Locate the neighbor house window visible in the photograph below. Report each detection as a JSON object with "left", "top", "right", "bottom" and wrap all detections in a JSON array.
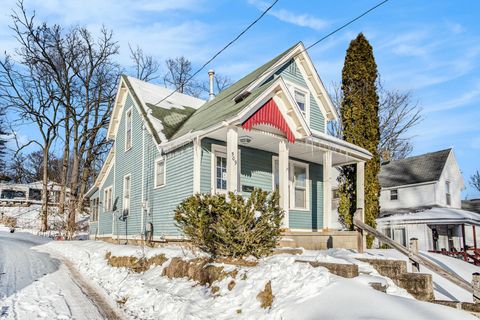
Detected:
[
  {"left": 123, "top": 175, "right": 132, "bottom": 215},
  {"left": 125, "top": 108, "right": 132, "bottom": 151},
  {"left": 103, "top": 187, "right": 113, "bottom": 212},
  {"left": 155, "top": 159, "right": 165, "bottom": 188},
  {"left": 445, "top": 181, "right": 452, "bottom": 206},
  {"left": 390, "top": 189, "right": 398, "bottom": 200},
  {"left": 291, "top": 163, "right": 308, "bottom": 209}
]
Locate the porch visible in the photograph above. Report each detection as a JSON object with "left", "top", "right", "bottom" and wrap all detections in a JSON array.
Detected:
[{"left": 188, "top": 126, "right": 367, "bottom": 249}]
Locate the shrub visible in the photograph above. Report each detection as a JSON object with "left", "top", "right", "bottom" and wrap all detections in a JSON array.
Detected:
[{"left": 175, "top": 189, "right": 284, "bottom": 258}]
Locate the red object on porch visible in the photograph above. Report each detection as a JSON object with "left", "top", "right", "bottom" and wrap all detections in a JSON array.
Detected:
[{"left": 242, "top": 99, "right": 295, "bottom": 143}]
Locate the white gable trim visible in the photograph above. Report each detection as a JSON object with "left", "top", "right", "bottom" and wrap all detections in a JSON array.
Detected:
[
  {"left": 234, "top": 77, "right": 311, "bottom": 139},
  {"left": 107, "top": 76, "right": 164, "bottom": 153},
  {"left": 239, "top": 43, "right": 338, "bottom": 120},
  {"left": 159, "top": 77, "right": 312, "bottom": 152},
  {"left": 437, "top": 149, "right": 465, "bottom": 190}
]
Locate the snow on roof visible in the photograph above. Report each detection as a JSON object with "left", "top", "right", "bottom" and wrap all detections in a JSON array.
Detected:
[
  {"left": 127, "top": 77, "right": 205, "bottom": 141},
  {"left": 377, "top": 208, "right": 480, "bottom": 225},
  {"left": 128, "top": 77, "right": 205, "bottom": 109}
]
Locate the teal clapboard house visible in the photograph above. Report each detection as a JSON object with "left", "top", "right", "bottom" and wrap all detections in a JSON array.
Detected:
[{"left": 87, "top": 43, "right": 371, "bottom": 245}]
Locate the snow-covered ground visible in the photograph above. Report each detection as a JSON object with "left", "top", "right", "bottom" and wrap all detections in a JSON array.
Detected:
[
  {"left": 0, "top": 231, "right": 103, "bottom": 320},
  {"left": 37, "top": 241, "right": 476, "bottom": 320},
  {"left": 0, "top": 204, "right": 89, "bottom": 239},
  {"left": 368, "top": 249, "right": 480, "bottom": 302}
]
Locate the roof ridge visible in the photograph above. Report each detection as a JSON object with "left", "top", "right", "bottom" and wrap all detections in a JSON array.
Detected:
[
  {"left": 172, "top": 42, "right": 301, "bottom": 138},
  {"left": 382, "top": 148, "right": 453, "bottom": 166}
]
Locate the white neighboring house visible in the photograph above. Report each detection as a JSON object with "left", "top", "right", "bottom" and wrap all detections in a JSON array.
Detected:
[{"left": 377, "top": 149, "right": 480, "bottom": 264}]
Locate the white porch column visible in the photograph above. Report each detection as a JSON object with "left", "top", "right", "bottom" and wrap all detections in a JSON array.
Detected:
[
  {"left": 323, "top": 151, "right": 332, "bottom": 229},
  {"left": 227, "top": 126, "right": 238, "bottom": 193},
  {"left": 193, "top": 137, "right": 202, "bottom": 194},
  {"left": 356, "top": 161, "right": 367, "bottom": 252},
  {"left": 278, "top": 140, "right": 289, "bottom": 228}
]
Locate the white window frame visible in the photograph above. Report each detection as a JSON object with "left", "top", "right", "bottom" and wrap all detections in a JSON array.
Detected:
[
  {"left": 288, "top": 161, "right": 310, "bottom": 211},
  {"left": 103, "top": 186, "right": 113, "bottom": 212},
  {"left": 90, "top": 197, "right": 100, "bottom": 221},
  {"left": 272, "top": 156, "right": 280, "bottom": 191},
  {"left": 272, "top": 156, "right": 311, "bottom": 211},
  {"left": 390, "top": 189, "right": 400, "bottom": 201},
  {"left": 285, "top": 81, "right": 310, "bottom": 125},
  {"left": 445, "top": 180, "right": 452, "bottom": 206},
  {"left": 125, "top": 107, "right": 133, "bottom": 152},
  {"left": 157, "top": 157, "right": 167, "bottom": 189},
  {"left": 210, "top": 144, "right": 242, "bottom": 194},
  {"left": 122, "top": 173, "right": 132, "bottom": 214}
]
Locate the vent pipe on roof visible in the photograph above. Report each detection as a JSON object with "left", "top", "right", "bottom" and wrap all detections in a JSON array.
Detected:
[{"left": 208, "top": 69, "right": 215, "bottom": 101}]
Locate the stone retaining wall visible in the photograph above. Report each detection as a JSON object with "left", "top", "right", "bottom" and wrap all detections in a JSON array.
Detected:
[{"left": 279, "top": 231, "right": 358, "bottom": 250}]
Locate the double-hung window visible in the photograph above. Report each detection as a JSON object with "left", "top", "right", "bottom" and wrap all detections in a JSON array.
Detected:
[
  {"left": 211, "top": 144, "right": 241, "bottom": 193},
  {"left": 292, "top": 163, "right": 308, "bottom": 209},
  {"left": 123, "top": 175, "right": 132, "bottom": 215},
  {"left": 272, "top": 157, "right": 310, "bottom": 210},
  {"left": 125, "top": 108, "right": 132, "bottom": 151},
  {"left": 155, "top": 158, "right": 165, "bottom": 188},
  {"left": 103, "top": 186, "right": 113, "bottom": 212},
  {"left": 390, "top": 189, "right": 398, "bottom": 200},
  {"left": 445, "top": 181, "right": 452, "bottom": 206},
  {"left": 215, "top": 151, "right": 227, "bottom": 191},
  {"left": 294, "top": 89, "right": 307, "bottom": 116},
  {"left": 90, "top": 198, "right": 99, "bottom": 221}
]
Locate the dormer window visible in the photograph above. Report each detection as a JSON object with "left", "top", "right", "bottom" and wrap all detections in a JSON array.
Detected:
[
  {"left": 295, "top": 90, "right": 307, "bottom": 115},
  {"left": 286, "top": 82, "right": 310, "bottom": 122}
]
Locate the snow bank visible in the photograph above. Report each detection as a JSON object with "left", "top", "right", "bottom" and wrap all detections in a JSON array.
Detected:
[
  {"left": 39, "top": 241, "right": 475, "bottom": 319},
  {"left": 365, "top": 249, "right": 480, "bottom": 302}
]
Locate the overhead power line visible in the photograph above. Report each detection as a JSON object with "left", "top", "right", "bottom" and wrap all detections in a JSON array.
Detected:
[
  {"left": 155, "top": 0, "right": 278, "bottom": 105},
  {"left": 172, "top": 0, "right": 389, "bottom": 111}
]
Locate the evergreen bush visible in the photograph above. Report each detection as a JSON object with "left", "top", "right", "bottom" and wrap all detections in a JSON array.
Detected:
[{"left": 175, "top": 189, "right": 284, "bottom": 258}]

**Exercise objective:**
Convert all of the rows above into a JSON array of strings, with one string per line and no blank lines. Omit the picture placeholders.

**Response:**
[
  "Locate the neighbor house window visible in the photograph below. Report each detection as a JSON object with \"left\", \"top\", \"right\", \"bottom\" and wrap all detections in a JSON array.",
  "Detected:",
  "[",
  "  {\"left\": 123, \"top\": 175, \"right\": 132, \"bottom\": 215},",
  "  {\"left\": 125, \"top\": 108, \"right\": 132, \"bottom\": 151},",
  "  {\"left\": 103, \"top\": 187, \"right\": 113, \"bottom\": 212},",
  "  {\"left\": 155, \"top\": 159, \"right\": 165, \"bottom\": 188},",
  "  {\"left\": 445, \"top\": 181, \"right\": 452, \"bottom\": 206},",
  "  {\"left\": 390, \"top\": 189, \"right\": 398, \"bottom\": 200},",
  "  {\"left\": 291, \"top\": 163, \"right\": 308, \"bottom\": 209}",
  "]",
  "Locate the porch visible in the photograph above. Report each detection as a JSON object with \"left\", \"top\", \"right\", \"bottom\" and wrap all detections in a JSON array.",
  "Detected:",
  "[{\"left\": 188, \"top\": 126, \"right\": 367, \"bottom\": 249}]",
  "Locate the shrub visible in the photograph above. Report each detection as a JSON object with \"left\", \"top\", \"right\", \"bottom\" and wrap all detections in a JSON array.",
  "Detected:",
  "[{\"left\": 175, \"top\": 189, \"right\": 284, \"bottom\": 258}]",
  "Locate the red object on porch visible in the photograph above. Report each detection as a JSON object with \"left\", \"top\", \"right\", \"bottom\" and wrap all detections in a JSON array.",
  "Detected:",
  "[{\"left\": 242, \"top\": 99, \"right\": 295, \"bottom\": 143}]",
  "Locate the white gable trim visible in the photograph above. Report each detection as a JSON object with \"left\", \"top\", \"right\", \"bottom\" and wrap all detections in a JSON array.",
  "Detected:",
  "[",
  "  {\"left\": 234, \"top\": 77, \"right\": 311, \"bottom\": 139},",
  "  {\"left\": 107, \"top\": 76, \"right\": 164, \"bottom\": 153},",
  "  {\"left\": 239, \"top\": 43, \"right\": 338, \"bottom\": 120},",
  "  {\"left\": 159, \"top\": 77, \"right\": 312, \"bottom\": 152},",
  "  {\"left\": 437, \"top\": 149, \"right\": 465, \"bottom\": 190}",
  "]",
  "Locate the snow on roof visible in the photograph above. Report each detection as a JSON object with \"left\", \"top\", \"right\", \"bottom\" and wrap all detections in a JSON array.",
  "Detected:",
  "[",
  "  {\"left\": 127, \"top\": 77, \"right\": 205, \"bottom\": 141},",
  "  {\"left\": 377, \"top\": 208, \"right\": 480, \"bottom\": 225},",
  "  {\"left\": 128, \"top\": 77, \"right\": 205, \"bottom\": 109}",
  "]",
  "Locate the teal clapboard house visible in the photograph above. Report each detection as a JSON object with \"left\", \"top\", \"right\", \"bottom\" and wrap all detections in a JSON array.",
  "Detected:",
  "[{\"left\": 87, \"top\": 43, \"right\": 371, \"bottom\": 245}]",
  "Locate the snow-covered ground visible in the photograph above. Report each detection as a JSON object with \"left\", \"top\", \"right\", \"bottom\" and wrap all detections in a JSON array.",
  "Detected:",
  "[",
  "  {\"left\": 0, \"top\": 231, \"right\": 103, \"bottom\": 320},",
  "  {\"left\": 37, \"top\": 241, \"right\": 476, \"bottom\": 320},",
  "  {\"left\": 0, \"top\": 204, \"right\": 89, \"bottom\": 239},",
  "  {\"left\": 368, \"top\": 249, \"right\": 480, \"bottom\": 302}",
  "]",
  "Locate the roof ridge visible in the photograph above. Report each detection as a JSON object with \"left\", \"top\", \"right\", \"bottom\" and wrap all detections in a JSON array.",
  "Detected:",
  "[",
  "  {\"left\": 172, \"top\": 42, \"right\": 301, \"bottom\": 138},",
  "  {\"left\": 382, \"top\": 148, \"right\": 453, \"bottom\": 166}",
  "]",
  "Locate the white neighboring house visible in the photograph above. Report each detection as a JSON object with \"left\", \"top\", \"right\", \"bottom\" and wrap all detections in a JSON array.",
  "Detected:",
  "[{\"left\": 377, \"top\": 149, \"right\": 480, \"bottom\": 264}]",
  "Locate the white porch column visible in the photograph above. Report each detection as a JSON object with \"left\", \"top\", \"right\", \"bottom\" and wrap all detections in a JSON array.",
  "Detected:",
  "[",
  "  {\"left\": 323, \"top\": 151, \"right\": 332, \"bottom\": 229},",
  "  {\"left\": 227, \"top\": 126, \"right\": 238, \"bottom\": 193},",
  "  {\"left\": 193, \"top\": 137, \"right\": 202, \"bottom\": 194},",
  "  {\"left\": 356, \"top\": 161, \"right\": 367, \"bottom\": 252},",
  "  {\"left\": 278, \"top\": 140, \"right\": 289, \"bottom\": 228}",
  "]",
  "Locate the white window frame visible in the photograph above. Report each detection as a JSON object with \"left\", \"top\", \"right\", \"bottom\" and wrap all detections in a JSON array.",
  "Detected:",
  "[",
  "  {\"left\": 288, \"top\": 161, \"right\": 310, \"bottom\": 211},",
  "  {\"left\": 103, \"top\": 186, \"right\": 113, \"bottom\": 212},",
  "  {\"left\": 90, \"top\": 197, \"right\": 100, \"bottom\": 221},",
  "  {\"left\": 272, \"top\": 156, \"right\": 280, \"bottom\": 191},",
  "  {\"left\": 272, \"top\": 156, \"right\": 311, \"bottom\": 211},",
  "  {\"left\": 390, \"top\": 189, \"right\": 400, \"bottom\": 201},",
  "  {\"left\": 285, \"top\": 81, \"right\": 310, \"bottom\": 125},",
  "  {\"left\": 445, \"top\": 180, \"right\": 452, \"bottom\": 206},",
  "  {\"left\": 125, \"top\": 107, \"right\": 133, \"bottom\": 152},",
  "  {\"left\": 157, \"top\": 157, \"right\": 167, \"bottom\": 189},",
  "  {\"left\": 210, \"top\": 144, \"right\": 242, \"bottom\": 194},",
  "  {\"left\": 122, \"top\": 173, \"right\": 132, \"bottom\": 214}",
  "]",
  "Locate the vent pipe on roof visible in the photograph above. Report each detection as a JSON object with \"left\", \"top\", \"right\", \"bottom\" and wrap all detections in a JSON array.",
  "Detected:",
  "[{\"left\": 208, \"top\": 69, \"right\": 215, \"bottom\": 101}]",
  "Locate the stone retaining wall visible in the photograph above. Report each detection as a JSON object with \"left\", \"top\", \"right\", \"bottom\" and wrap all detections in a JSON array.",
  "Detected:",
  "[{\"left\": 279, \"top\": 231, \"right\": 358, \"bottom\": 250}]",
  "Locate the double-hung window visible in the photograph above. Report each detection as a JSON object with \"left\", \"top\", \"right\", \"bottom\" and wrap all detections in a JSON array.",
  "Detected:",
  "[",
  "  {\"left\": 211, \"top\": 144, \"right\": 241, \"bottom\": 193},",
  "  {\"left\": 292, \"top\": 163, \"right\": 308, \"bottom\": 209},",
  "  {\"left\": 123, \"top\": 175, \"right\": 132, \"bottom\": 215},",
  "  {\"left\": 272, \"top\": 157, \"right\": 310, \"bottom\": 210},",
  "  {\"left\": 125, \"top\": 108, \"right\": 132, \"bottom\": 151},",
  "  {\"left\": 155, \"top\": 158, \"right\": 165, \"bottom\": 188},",
  "  {\"left\": 103, \"top\": 186, \"right\": 113, \"bottom\": 212},",
  "  {\"left\": 390, \"top\": 189, \"right\": 398, \"bottom\": 200},",
  "  {\"left\": 445, \"top\": 181, \"right\": 452, \"bottom\": 206},",
  "  {\"left\": 215, \"top\": 151, \"right\": 227, \"bottom\": 191},",
  "  {\"left\": 294, \"top\": 89, \"right\": 307, \"bottom\": 116},",
  "  {\"left\": 90, \"top\": 198, \"right\": 99, \"bottom\": 221}",
  "]",
  "Locate the dormer window visible in the photograph above. Report each detection as a JSON object with \"left\", \"top\", \"right\", \"bottom\" and wrap all detections in a JSON array.",
  "Detected:",
  "[",
  "  {\"left\": 295, \"top\": 90, \"right\": 307, \"bottom\": 115},",
  "  {\"left\": 286, \"top\": 82, \"right\": 310, \"bottom\": 122}",
  "]",
  "Locate the snow bank visible in the photograph above. Report each detection as a JSON object with \"left\", \"top\", \"right\", \"bottom\" and wrap all detections in a JSON array.",
  "Detected:",
  "[",
  "  {\"left\": 39, \"top\": 241, \"right\": 475, \"bottom\": 319},",
  "  {\"left\": 365, \"top\": 249, \"right\": 480, \"bottom\": 302}",
  "]",
  "Locate the overhead power line visible in the photograph above. Report each detection as a JSON object with \"left\", \"top\", \"right\", \"bottom\" and wrap all detections in a JSON array.",
  "Detected:",
  "[",
  "  {\"left\": 155, \"top\": 0, \"right\": 278, \"bottom\": 105},",
  "  {\"left\": 172, \"top\": 0, \"right\": 389, \"bottom\": 111}",
  "]",
  "Locate the evergreen bush visible in the photograph above. Report each detection as a JSON object with \"left\", \"top\", \"right\", \"bottom\" and wrap all detections in a JSON array.",
  "Detected:",
  "[{\"left\": 175, \"top\": 189, \"right\": 284, \"bottom\": 258}]"
]